# Exercise goal
Please write out each of the entries below word for word, leaving the pictures out.

# Entries provided
begin
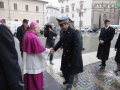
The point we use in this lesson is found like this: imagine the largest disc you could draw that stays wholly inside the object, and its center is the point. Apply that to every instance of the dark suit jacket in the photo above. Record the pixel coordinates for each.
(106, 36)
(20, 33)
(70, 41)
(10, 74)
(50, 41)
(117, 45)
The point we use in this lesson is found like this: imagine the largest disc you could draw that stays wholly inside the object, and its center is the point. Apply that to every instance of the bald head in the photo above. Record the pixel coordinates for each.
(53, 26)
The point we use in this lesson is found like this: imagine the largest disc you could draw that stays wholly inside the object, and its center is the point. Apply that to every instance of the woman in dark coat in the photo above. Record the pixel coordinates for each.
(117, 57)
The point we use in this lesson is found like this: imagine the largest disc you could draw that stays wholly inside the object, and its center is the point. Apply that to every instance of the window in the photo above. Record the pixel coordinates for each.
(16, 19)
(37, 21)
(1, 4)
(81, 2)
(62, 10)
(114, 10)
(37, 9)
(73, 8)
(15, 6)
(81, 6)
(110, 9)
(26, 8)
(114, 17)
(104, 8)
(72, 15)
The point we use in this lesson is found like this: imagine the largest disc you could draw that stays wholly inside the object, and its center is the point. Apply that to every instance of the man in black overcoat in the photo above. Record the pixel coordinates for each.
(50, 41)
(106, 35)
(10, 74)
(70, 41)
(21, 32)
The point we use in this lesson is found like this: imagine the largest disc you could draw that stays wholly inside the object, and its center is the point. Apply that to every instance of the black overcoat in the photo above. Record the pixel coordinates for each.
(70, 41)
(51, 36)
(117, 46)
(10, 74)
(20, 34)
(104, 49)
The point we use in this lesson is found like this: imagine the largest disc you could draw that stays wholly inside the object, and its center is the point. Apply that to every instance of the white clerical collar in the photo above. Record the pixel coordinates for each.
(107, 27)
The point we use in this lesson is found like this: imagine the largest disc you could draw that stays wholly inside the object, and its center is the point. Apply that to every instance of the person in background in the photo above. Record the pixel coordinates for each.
end
# Problem solution
The point we use in this lesson is found like this: imagine the largest disc you could draw that stays wholly inside the object, and its center is the point. Apply that to every instance of the dark suit jacket in the photo above. Record the pixel coordinates for each.
(106, 36)
(20, 33)
(70, 41)
(10, 74)
(50, 41)
(117, 45)
The point we use in this lesson is found like this: imagine the largest disc you could draw that stays wholly inside the object, and its center is the point. Apply that to every instance of the bald head in the photo above. Record the pixel coordinates for each.
(53, 26)
The point we use in this lesson is found like this: imagine the largest disc you could draw that stays wholly inside the object, and its center is the point. Apply that to every instance of the woman in dark coat in the photo above. Record the pixel coordinates for each.
(117, 57)
The point we use in this lesson is found like this: imagine the largest disc you could draw that stays wholly inside the object, and its center is the point. Apply that to every instance of the window in the photo above. Record the pixel coordinates for each.
(16, 19)
(37, 21)
(1, 4)
(81, 2)
(62, 10)
(114, 10)
(37, 9)
(73, 8)
(15, 6)
(81, 6)
(110, 9)
(26, 8)
(114, 17)
(104, 8)
(72, 15)
The point we use in this lesson is found like this: imagine the largest disc you could draw that stays wholly inside the object, and its center is the point. Apply that to every instance of the man in black overcoat in the photo above. Record the pixel coordinates for each.
(50, 41)
(106, 35)
(10, 74)
(70, 41)
(21, 32)
The point we use in this lesson is found like this: imagine the largest disc you could draw that stays wholly inside the object, and its center is the point. Apply that to every instance of the black overcoat in the photo above. Record the pixel coordinates for each.
(70, 41)
(51, 36)
(117, 46)
(10, 74)
(20, 34)
(104, 49)
The point we use in this lesson is found like this: imagine the largest disc you could draw that stays wholly inside the object, and its center is the point. Apply that to every instance of the white clerical collar in the photo above. Record the pixel coordinates for each.
(107, 27)
The point we use in this lesson is found like this: imagine the largest disc you could draw that stays wholly inside the object, and its center is the point. Apply that to every instance of the person in background in the photo above. Record the pixel coordinates for each.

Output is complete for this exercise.